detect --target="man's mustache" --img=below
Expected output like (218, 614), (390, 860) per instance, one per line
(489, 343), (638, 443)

= = = = =

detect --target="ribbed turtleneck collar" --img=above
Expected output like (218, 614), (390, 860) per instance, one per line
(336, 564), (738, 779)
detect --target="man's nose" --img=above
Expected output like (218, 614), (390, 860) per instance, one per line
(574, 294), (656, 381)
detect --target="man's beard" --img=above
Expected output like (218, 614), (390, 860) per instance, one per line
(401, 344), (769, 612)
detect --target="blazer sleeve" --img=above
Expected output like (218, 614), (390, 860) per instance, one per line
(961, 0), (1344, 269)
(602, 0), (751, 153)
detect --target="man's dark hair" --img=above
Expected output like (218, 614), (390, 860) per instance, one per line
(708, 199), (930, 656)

= = = = =

Copy out every line of the records above that contains the string "target", keeping each line unchanged and in its original order.

detect --target="man's mustache" --img=below
detect --target="ribbed turtleneck collar" --img=above
detect --target="man's nose" --img=above
detect --target="man's beard" --img=above
detect --target="blazer sleeve" --img=above
detect --target="man's dark hair" --img=above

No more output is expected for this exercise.